TEMPO OF THE DAMNED
I thought I was an angry green fuck, spending my summers growing up in vegi-lante camp where we mowed down pussy Macintosh apples with an AK-47, but THEN I heard the once-great, thrash metal band called EXODUS re-do the "Starspangled Banner" and realized, humans will always be more fucked in the head than any kind of rotting, bloodthirsty piece of produce. You can’t beat a line like "God shit his grace on me" or a song called "Culling The Herd" where gargoyle-voiced Steve Sousa hisses, "some people should be sterilized / their tubes are only fit to be tied."
Plenty of genetically altered freaks of the field cross my aisle during the course of a day, so when I see celery with a cock-stalk the size of a cashier’s arm, I agree with Steve’s proposed solution. Blend them all on the slowest speed possible!!!! Mostly, the album’s stuck on repeat, with the same electric guitar riffs running through the first nine songs. It’s only on the last one, the title track, where there’s some halfway decent solo work by Rick Hunolt and Gary Holt. (Guess I’m not one to talk, since the best solo work I’ve done is raping a kiwi with a brown, withered snow pea until she squirts green juice and seeds all over my bulbous head).

**GIVEN ENTRIES:**
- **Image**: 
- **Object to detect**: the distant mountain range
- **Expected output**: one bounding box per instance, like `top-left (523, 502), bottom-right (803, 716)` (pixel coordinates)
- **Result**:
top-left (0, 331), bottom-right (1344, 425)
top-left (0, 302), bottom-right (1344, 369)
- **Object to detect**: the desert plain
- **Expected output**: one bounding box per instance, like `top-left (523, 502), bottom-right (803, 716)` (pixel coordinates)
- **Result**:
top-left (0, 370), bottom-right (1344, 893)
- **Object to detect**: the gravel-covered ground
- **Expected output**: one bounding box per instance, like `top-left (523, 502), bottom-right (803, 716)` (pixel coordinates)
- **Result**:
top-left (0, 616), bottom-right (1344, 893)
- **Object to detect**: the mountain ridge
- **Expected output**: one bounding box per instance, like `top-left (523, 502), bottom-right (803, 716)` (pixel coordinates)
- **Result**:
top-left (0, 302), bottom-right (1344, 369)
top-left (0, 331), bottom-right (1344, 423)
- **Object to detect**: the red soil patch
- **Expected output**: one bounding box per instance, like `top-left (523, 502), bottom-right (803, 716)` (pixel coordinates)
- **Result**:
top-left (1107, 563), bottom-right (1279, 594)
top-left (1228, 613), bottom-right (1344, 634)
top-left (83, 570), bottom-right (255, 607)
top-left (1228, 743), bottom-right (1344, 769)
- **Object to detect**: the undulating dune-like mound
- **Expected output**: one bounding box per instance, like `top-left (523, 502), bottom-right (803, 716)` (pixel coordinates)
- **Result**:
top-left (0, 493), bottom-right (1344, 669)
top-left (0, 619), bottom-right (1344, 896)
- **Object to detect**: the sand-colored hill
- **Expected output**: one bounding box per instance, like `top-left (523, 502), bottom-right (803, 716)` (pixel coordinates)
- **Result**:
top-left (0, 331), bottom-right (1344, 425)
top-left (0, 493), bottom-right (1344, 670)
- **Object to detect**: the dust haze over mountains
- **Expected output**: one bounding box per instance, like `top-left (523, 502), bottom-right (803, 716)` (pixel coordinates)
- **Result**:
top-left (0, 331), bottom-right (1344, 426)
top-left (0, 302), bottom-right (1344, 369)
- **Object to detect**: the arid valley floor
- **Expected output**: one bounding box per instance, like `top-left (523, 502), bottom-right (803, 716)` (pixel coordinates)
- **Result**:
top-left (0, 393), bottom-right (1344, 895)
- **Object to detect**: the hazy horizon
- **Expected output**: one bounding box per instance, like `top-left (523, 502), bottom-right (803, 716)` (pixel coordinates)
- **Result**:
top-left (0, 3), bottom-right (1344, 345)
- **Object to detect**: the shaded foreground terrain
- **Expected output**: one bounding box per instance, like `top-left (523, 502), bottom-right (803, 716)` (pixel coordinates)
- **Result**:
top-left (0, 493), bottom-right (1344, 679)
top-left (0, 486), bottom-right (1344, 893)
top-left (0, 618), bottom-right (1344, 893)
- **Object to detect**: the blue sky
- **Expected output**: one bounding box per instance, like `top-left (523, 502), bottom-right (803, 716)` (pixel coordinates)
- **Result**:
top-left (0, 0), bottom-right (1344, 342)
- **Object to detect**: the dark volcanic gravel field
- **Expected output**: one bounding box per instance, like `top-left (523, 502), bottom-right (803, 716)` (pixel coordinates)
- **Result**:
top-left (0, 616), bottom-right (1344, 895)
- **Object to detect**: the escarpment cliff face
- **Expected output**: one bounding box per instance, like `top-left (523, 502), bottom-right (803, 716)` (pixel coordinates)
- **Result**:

**WHAT YOU WILL DO:**
1. Reproduce word for word the passage of the Exodus album review that starts at the words "Plenty of genetically" and stops after "my bulbous head).".
2. Write the next part of the review of the Exodus album Tempo of the Damned, picking up after its last sentence.

**EXERCISE ANSWERS:**
1.
Plenty of genetically altered freaks of the field cross my aisle during the course of a day, so when I see celery with a cock-stalk the size of a cashier’s arm, I agree with Steve’s proposed solution. Blend them all on the slowest speed possible!!!! Mostly, the album’s stuck on repeat, with the same electric guitar riffs running through the first nine songs. It’s only on the last one, the title track, where there’s some halfway decent solo work by Rick Hunolt and Gary Holt. (Guess I’m not one to talk, since the best solo work I’ve done is raping a kiwi with a brown, withered snow pea until she squirts green juice and seeds all over my bulbous head).

2.
Tempo of the Damned is the sixth studio album from these human race-hating fiends, who lost their lead vocalist Paul Baloff in early 2002. This cooze they replaced him with sounds like a cross between AC/DC and the bald, twisted midget "my precious" from
Lord Of The Rings, AND surprisingly similar to the sound that the bloated check-out whore made when I blinded her by shoving her fat face down against the laser scanner. Price came up as 50 cents which is how much you’d get per pound of her pork in the meat section.
As she was running around, knocking over displays, I ran after her yelling, "You’re cruci-fucked!" from the track "Shroud Of Urine" whose title inspired me to bathe her in my beer-tainted mossy piss. Then I got to thinking I should go to church more often. There’s no shortage of religion-lovin’ one-liners in this crate of jagged stalk-banging metal. One of my new favorite slogans is from "War Is My Sheperd" and it goes: "You put your faith in Christianity / I put mine in artillery."
EXODUS makes most aspiring thrash bands look like
The Partridge Family, which is great because they bring me back to my broccoli militia training days. Soon enough, me, Sousa, and the EXODUS gang will be coming to a city near you to hunt down fat chicks in supermarkets.